▶ **Objective**: Sum up the Doctor Who Unbound excerpt below in two sentences.

Doctor Who Unbound is a series of audio plays produced by Big Finish Productions.  Free from the constraints of continuity, the Doctor Who Unbound audios present a series of "What if...?" scenarios, and cast new actors in the role of the Doctor.

Background
In Exile, Arabella Weir plays a female incarnation of the Doctor. American alternative weekly Houston Presss Jef Rouner described her portrayal as "one of the most melancholy of all the Doctors." Other actors who played the Doctor included Geoffrey Bayldon, David Collings, Derek Jacobi, and David Warner.

Sympathy for the Devil features UNIT during the transfer of sovereignty over Hong Kong in 1997. David Warner played an alternate Third Doctor in the story, which also saw Nicholas Courtney play an alternate version of The Brigadier and Mark Gatiss play an alternate version of The Master. Warner and Courtney reprised their roles for the eighth story in the range, Masters of War. In 2016, Warner and Gatiss reprised their roles as the Doctor and the Master respectively for The New Adventures of Bernice Summerfield audio drama series: The Unbound Universe and its sequel Ruler of the Universe in 2017. After being pulled from the Unbound universe into the regular continuity of the Doctor Who universe, both characters have made ongoing appearances in various Big Finish ranges.

[Data entries]
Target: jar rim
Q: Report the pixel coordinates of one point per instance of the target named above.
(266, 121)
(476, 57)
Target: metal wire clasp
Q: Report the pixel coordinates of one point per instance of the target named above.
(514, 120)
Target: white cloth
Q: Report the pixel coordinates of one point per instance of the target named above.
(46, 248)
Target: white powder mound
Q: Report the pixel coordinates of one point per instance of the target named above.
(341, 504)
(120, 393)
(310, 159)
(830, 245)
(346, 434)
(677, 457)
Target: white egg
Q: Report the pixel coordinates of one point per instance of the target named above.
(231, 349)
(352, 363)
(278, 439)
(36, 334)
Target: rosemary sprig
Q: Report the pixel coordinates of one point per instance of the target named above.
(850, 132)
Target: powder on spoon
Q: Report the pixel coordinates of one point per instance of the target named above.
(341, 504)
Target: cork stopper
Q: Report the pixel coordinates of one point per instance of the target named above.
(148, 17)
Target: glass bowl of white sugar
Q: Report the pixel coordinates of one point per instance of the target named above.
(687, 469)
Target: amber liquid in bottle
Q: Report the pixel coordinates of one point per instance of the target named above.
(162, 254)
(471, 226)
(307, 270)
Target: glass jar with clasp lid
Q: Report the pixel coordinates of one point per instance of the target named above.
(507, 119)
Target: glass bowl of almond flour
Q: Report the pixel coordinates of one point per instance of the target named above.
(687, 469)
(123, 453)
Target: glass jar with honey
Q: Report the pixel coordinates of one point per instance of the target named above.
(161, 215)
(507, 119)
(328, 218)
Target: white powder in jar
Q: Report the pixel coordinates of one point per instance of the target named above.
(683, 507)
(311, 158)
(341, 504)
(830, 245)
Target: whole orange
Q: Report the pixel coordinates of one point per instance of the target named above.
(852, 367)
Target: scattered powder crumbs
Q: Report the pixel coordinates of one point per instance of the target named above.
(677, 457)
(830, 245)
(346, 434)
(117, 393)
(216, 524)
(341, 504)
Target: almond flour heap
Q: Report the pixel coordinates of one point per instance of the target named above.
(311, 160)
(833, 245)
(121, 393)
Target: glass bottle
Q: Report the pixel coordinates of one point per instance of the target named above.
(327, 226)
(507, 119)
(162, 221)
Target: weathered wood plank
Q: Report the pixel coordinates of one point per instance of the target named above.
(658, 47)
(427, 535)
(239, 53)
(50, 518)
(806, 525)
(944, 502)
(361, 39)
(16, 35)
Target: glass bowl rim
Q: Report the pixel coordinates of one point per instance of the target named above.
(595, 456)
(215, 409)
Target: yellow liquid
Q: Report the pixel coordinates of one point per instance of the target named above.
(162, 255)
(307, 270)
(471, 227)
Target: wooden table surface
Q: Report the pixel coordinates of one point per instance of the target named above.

▶ **Exercise response**: Doctor Who Unbound is a Big Finish Productions series of audio plays that present "What if...?" scenarios free from the constraints of continuity and cast new actors as the Doctor, including Arabella Weir as a female incarnation in Exile. In Sympathy for the Devil, David Warner played an alternate Third Doctor and Mark Gatiss an alternate Master, and both later reprised those roles in The New Adventures of Bernice Summerfield before making ongoing appearances in various Big Finish ranges.